[Article]
-=-=-=-=-

If you had a drive system which was optimal ( a 1 g continuous acceleration, followed by an equivalent continuous decceleration, so no free fall cruising period, and it feels as if you're standing on Earth all the time) it'd take about a couple of weeks, at worst. Unfortunately, such a drive is unlikely with any reaction-based system (which is all anybody's seriously considering at present.) The reason for the extreme physical stress is mainly energy problems. Admittedly, if we pushed the human limits and brought it down to a few days (not theoretically impossible, but practically improbable) there would be an interesting problem of particle screening at turnover; still, if we managed the propulsion, I'm sure the screening wouldn't beat us (superconducting Faraday shield perhaps?


----------



## Admiral Ryouhei (Feb 3, 2007)

*Spaceship Armor Carbon Nano-Buckybark*

Okay, more key points to inter-stellar travel, then


-1G-2G Drive System
Chemical>Plasma>Ion>Gravatic?

-Particle/Radiation/Moicro-Debris Shielding of crew and systems
Carbon Nano-SuperFiber Resin Shell?
~Okay, create a tiny carbon buckytube, twist it into a tight spiral, cover that nano-tube structure with another, again, twist into a spiral structured rod, finally sheath this in a connected double-layer carbon crystal nano-tube (aka diamond nano-tube), NOW, stack this "nano-fiber" segment about three layers deep around the spacecraft according to its design so that the vessel is covered in a carbon "bark"

~okay, the segments themselves, I assume, would still be quite small width-wise, length of maybe a foot at most (?) or perhaps a few inches or millimeters (again, (?)) so these will be arragned into a sort of 'plate' shape, and placed on the hull so that they overlap, making it a sort of space-age scale-mail armor.  If these nano-fiber bark armor plates were about a few feet at their largest size, then replacement would be no problem if one actually did become damaged in any way.

Now if the plate as it is already becomes deemed not good enough, then simple addin on more layer to the nano-tube segments, again a carbon-chain structure, but instead of using hexagins as the base shape, use triangles, add one or two layers of the triangle carbon structure in depth, and I think we would have something akin to Adamantium, only not designed with atmospheric reentry in mind.

In fact the adamantium could be a structure form usable with any element, so you have carbon adamantium, then tungsten or titanium adamantium.

BUT, with the prepossed oringinal structure in mind, you may be able to cut out the daimond coating and the second spiraling of the nano-tube structure.  I imagine just that by itself applyed in several layers would be sufficient enough to ward off all but the nastiest of inter-stellar debris both large and small.

-=-=-=-=-

[Required task 1] Recast the lines of the first block of records as a numbered list, beginning with the line containing "Rules: pick out every instance of the pale" and continuing through the line containing "point(503, 91)". Omit any blank lines.

[Entries]
-=-=-=-=-

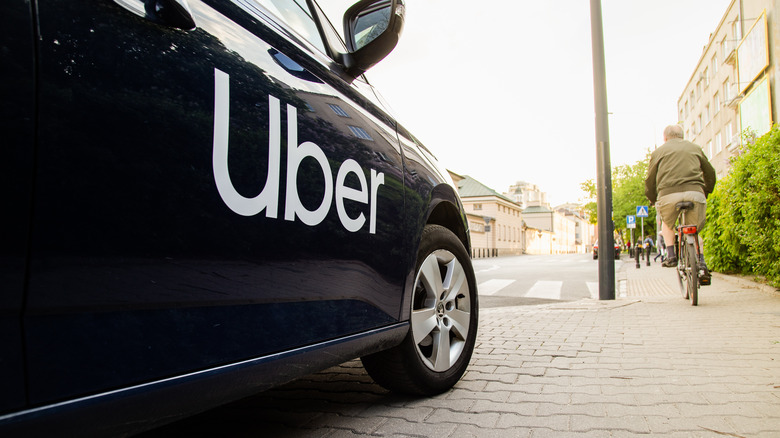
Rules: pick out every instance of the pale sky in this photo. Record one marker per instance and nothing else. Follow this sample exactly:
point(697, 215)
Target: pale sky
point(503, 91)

-=-=-=-=-

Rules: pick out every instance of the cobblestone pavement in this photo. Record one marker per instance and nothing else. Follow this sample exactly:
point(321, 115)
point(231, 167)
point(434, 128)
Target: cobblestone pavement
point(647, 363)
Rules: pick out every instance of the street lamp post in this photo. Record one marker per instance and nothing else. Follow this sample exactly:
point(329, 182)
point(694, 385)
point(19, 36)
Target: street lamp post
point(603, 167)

-=-=-=-=-

[Required task 2] According to the forum thread, how many layers deep should the nano-fiber segments be stacked around the spacecraft?

[Task result 1]
1. Rules: pick out every instance of the pale sky in this photo. Record one marker per instance and nothing else. Follow this sample exactly:
2. point(697, 215)
3. Target: pale sky
4. point(503, 91)

[Task result 2] About three layers deep.